**TEXT SECTION**
What is a general solution to the differential equation #dy/dt+3ty=sint#?

2 Answers
Sep 8, 2016

cannot be solved using elementary functions

Explanation:

#dy/dt+3ty=sint#

we can make the LHS exact by using an integrating factor #xi(t) = e^(int 3t dt) = e^((3t^2)/2)#

#xi (dy/dt+3ty)=xi sint#

#implies e^((3t^2)/2)dy/dt+ e^((3t^2)/2)3ty= e^((3t^2)/2) sint#

this is helpful because the LHS is now:

# e^((3t^2)/2)dy/dt+ e^((3t^2)/2)3ty = d/dt( y e^((3t^2)/2) )#

So # d/dt( y e^((3t^2)/2) ) = e^((3t^2)/2) sint#

and now the RHS looks horrible

#implies y e^((3t^2)/2) =int e^((3t^2)/2) sint dt#

which cannot be solved using elementary functions

Sep 8, 2016

#y = i C_1"Im"[e^gamma sqrt(pi)/2"erf"(i/sqrt[6] - sqrt[3/2] t)]e^(-3/2t^2)#

Explanation:

The differential equation is linear non homogeneous so the solution is composed as

#y = y_h + y_p#

where

#(dy_h)/(dt)+3t y_h = 0#
#(dy_p)/(dt)+3t y_p = sint#

The homogeneous solution can be easily obtained. So grouping variables

#dy_h/y_h=-3tdt#

giving

#y_h = C e^(-3/2t^2)#

The particular solution can be obtained adopting the so called constants variation technique due to Lagrange. Posing

#y_p = C(t)e^(-3/2t^2)# and substituting in the particular equation, giving

#d/(dt)C(t) = e^(-3/2t^2)sint#

The next step is the #C(t)# determination.

#C(t) = int e^(-3/2t^2)sint dt#. We will solve this integral solving instead

#-i "Im"[int e^(-3/2t^2)(cost+isint)dt]#

#int e^(-3/2t^2)(cost+isint)dt = int e^(-3/2t^2+i t) dt#

Choosing now #alpha, beta, gamma# such that

#(alpha t + i beta)^2=-(-3/2t^2+i t + gamma)#

#alpha = sqrt[3/2], beta = -1/sqrt[6], gamma = 1/6#

and making #y = alpha t + beta# we have

#alpha dt = dy# and the integral reads

#int e^(-3/2t^2+i t) dt equiv e^(gamma)int e^(-y^2) dy = e^gamma sqrt(pi)/2"erf"(y)#

so, finally

#C(t) = i "Im"[e^gamma sqrt(pi)/2"erf"(i/sqrt[6] - sqrt[3/2] t)]#

and

#y = i C_1"Im"[e^gamma sqrt(pi)/2"erf"(i/sqrt[6] - sqrt[3/2] t)]e^(-3/2t^2)#

**PROVIDED RECORDS**
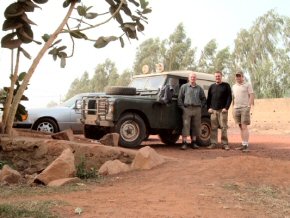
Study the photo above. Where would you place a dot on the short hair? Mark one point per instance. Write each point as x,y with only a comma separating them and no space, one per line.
219,72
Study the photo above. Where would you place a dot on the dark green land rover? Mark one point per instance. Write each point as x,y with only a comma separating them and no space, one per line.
135,111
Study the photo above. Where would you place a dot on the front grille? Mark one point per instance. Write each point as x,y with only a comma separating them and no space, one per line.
102,107
92,106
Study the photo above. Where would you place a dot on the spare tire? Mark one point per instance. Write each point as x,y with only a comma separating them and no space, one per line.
120,90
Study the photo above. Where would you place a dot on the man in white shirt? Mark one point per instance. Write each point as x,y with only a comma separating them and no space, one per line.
243,101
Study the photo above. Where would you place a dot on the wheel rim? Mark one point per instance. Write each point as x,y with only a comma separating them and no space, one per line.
204,131
45,127
129,131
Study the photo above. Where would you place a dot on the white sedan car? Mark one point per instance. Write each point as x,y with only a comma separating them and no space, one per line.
55,119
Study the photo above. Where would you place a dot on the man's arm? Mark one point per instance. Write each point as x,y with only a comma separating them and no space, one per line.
229,97
251,99
181,97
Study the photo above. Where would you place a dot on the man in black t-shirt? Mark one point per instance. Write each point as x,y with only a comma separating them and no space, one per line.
218,103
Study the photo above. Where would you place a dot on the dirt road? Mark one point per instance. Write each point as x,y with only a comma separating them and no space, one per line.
194,183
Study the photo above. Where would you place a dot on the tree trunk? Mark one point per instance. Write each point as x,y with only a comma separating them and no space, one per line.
9,97
23,86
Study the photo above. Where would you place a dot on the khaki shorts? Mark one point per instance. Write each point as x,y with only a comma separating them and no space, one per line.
242,115
191,121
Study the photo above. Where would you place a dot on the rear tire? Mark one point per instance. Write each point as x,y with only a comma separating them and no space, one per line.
169,137
132,130
205,130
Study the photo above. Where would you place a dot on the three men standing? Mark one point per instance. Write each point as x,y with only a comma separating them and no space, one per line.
218,103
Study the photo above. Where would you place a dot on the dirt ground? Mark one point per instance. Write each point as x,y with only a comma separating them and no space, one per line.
193,183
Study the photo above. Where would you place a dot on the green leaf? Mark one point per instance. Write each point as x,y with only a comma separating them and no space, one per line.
45,37
25,53
147,11
122,42
62,55
103,41
144,4
14,10
26,19
21,76
40,1
25,34
81,10
134,2
61,48
66,3
11,23
78,34
91,15
8,41
62,62
56,42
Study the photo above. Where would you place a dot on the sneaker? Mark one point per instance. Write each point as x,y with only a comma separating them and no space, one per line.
183,146
245,148
226,147
211,146
194,145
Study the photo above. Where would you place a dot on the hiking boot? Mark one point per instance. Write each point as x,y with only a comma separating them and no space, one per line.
226,147
212,146
183,146
240,147
194,145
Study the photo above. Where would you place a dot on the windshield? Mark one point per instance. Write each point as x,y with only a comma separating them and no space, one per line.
148,83
71,102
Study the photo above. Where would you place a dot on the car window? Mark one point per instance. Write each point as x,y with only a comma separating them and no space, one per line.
71,102
148,83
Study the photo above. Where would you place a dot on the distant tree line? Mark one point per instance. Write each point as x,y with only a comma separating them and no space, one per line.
262,52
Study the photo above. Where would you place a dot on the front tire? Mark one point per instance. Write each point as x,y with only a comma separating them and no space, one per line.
205,130
47,125
169,137
132,130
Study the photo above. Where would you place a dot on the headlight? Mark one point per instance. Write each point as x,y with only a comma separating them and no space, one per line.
109,115
24,117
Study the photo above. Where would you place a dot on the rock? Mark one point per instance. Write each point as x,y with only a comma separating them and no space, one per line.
62,182
7,174
111,139
147,158
62,167
113,167
64,135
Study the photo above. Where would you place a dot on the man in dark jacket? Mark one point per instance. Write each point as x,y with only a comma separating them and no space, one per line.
218,103
191,99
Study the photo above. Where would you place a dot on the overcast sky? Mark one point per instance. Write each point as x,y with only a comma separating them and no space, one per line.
203,20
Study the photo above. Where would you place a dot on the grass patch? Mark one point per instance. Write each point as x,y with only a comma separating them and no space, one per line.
25,190
35,209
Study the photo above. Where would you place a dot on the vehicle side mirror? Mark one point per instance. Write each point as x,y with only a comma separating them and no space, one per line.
78,105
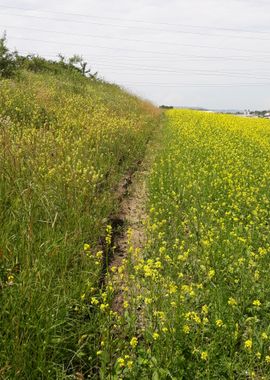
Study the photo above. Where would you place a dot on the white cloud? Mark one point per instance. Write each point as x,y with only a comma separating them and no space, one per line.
182,47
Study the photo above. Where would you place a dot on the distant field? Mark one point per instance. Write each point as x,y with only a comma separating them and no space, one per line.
199,293
190,299
65,143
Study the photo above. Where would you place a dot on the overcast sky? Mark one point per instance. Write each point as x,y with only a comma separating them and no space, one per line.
207,53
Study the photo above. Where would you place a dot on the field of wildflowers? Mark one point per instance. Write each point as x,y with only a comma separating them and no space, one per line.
65,143
197,304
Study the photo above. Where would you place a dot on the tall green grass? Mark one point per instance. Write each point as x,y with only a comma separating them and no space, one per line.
65,142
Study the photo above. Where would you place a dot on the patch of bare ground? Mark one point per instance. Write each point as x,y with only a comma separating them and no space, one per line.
131,216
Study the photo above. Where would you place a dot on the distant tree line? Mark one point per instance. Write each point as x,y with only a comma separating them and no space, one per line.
260,113
11,62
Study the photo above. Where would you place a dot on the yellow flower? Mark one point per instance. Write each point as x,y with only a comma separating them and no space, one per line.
133,342
219,323
256,303
232,301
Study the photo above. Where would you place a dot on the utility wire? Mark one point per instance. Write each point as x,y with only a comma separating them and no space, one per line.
138,20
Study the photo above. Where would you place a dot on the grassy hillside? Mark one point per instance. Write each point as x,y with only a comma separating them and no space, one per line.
65,142
198,295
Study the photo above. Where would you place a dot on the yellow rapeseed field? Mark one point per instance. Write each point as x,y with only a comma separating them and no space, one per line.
198,299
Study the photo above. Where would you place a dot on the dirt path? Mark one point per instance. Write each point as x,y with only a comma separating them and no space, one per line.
132,213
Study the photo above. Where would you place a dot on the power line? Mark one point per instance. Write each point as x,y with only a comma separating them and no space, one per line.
138,20
133,27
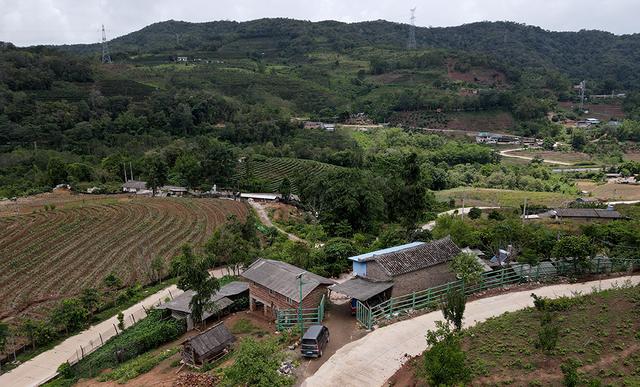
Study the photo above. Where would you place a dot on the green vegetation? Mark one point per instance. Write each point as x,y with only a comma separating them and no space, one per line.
143,336
256,364
136,366
594,342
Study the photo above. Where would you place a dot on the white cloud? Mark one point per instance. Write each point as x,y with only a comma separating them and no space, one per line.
26,22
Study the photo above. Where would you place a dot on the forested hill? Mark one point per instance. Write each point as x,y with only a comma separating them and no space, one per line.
594,55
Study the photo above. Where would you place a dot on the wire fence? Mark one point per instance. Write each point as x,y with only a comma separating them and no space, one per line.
431,298
99,338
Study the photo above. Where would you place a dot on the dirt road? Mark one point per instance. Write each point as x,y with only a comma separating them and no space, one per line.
373,359
264,218
462,210
44,366
506,153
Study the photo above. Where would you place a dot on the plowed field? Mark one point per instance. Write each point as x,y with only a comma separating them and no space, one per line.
48,255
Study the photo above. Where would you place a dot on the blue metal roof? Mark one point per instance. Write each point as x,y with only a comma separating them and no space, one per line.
369,256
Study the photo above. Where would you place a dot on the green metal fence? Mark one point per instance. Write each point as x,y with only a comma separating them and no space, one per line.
287,318
432,297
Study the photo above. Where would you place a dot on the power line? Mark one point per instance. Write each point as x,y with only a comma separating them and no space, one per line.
106,58
411,43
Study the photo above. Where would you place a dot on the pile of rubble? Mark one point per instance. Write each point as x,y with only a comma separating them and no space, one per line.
190,379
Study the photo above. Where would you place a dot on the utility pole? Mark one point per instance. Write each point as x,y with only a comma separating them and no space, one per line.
106,58
299,277
583,86
411,43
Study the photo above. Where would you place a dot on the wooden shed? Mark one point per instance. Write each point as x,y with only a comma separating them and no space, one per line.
207,346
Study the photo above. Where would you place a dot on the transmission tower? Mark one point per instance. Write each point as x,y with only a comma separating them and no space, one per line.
106,58
583,87
411,43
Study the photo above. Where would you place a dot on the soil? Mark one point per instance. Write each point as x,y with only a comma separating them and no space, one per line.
598,332
164,375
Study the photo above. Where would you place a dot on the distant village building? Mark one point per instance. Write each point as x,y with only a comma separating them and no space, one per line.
587,214
207,346
134,186
276,285
171,190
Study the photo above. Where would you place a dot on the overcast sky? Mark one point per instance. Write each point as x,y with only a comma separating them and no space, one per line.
27,22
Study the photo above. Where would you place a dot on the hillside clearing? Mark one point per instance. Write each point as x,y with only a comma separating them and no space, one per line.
490,197
49,255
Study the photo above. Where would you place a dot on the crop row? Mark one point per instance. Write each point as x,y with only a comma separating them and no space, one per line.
54,254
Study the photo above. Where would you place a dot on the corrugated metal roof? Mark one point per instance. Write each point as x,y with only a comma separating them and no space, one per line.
181,303
587,213
211,341
281,278
370,256
418,257
361,288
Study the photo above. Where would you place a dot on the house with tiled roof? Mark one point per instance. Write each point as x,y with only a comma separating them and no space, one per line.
401,270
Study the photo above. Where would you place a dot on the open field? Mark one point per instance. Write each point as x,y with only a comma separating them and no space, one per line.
489,197
272,171
565,157
603,111
610,191
48,255
598,331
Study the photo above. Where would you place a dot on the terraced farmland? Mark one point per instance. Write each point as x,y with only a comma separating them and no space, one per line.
49,255
273,170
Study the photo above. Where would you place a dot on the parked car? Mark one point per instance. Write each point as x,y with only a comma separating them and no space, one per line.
314,341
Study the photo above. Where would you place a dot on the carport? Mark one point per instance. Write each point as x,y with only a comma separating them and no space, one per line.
364,290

**TASKS AND EXERCISES**
#1 In the differential equation thread, what technique does the second answer use to obtain the particular solution?
#2 Decide whether each statement agrees with the differential equation thread, answering yes or no and quoting the deciding words: (a) The first answer says the equation cannot be solved using elementary functions. (b) The second answer calls the differential equation linear and homogeneous. (c) The second answer says the homogeneous solution is hard to obtain.
#3 Copy everything in the differential equation thread from "#dy_h/y_h=-3tdt#" down to "the #C(t)# determination.".

**RESULTS FOR THE EXERCISE**
#1 The so called constants variation technique due to Lagrange.

#2
(a) Yes: "cannot be solved using elementary functions"
(b) No: "The differential equation is linear non homogeneous"
(c) No: "The homogeneous solution can be easily obtained."

#3
#dy_h/y_h=-3tdt#

giving

#y_h = C e^(-3/2t^2)#

The particular solution can be obtained adopting the so called constants variation technique due to Lagrange. Posing

#y_p = C(t)e^(-3/2t^2)# and substituting in the particular equation, giving

#d/(dt)C(t) = e^(-3/2t^2)sint#

The next step is the #C(t)# determination.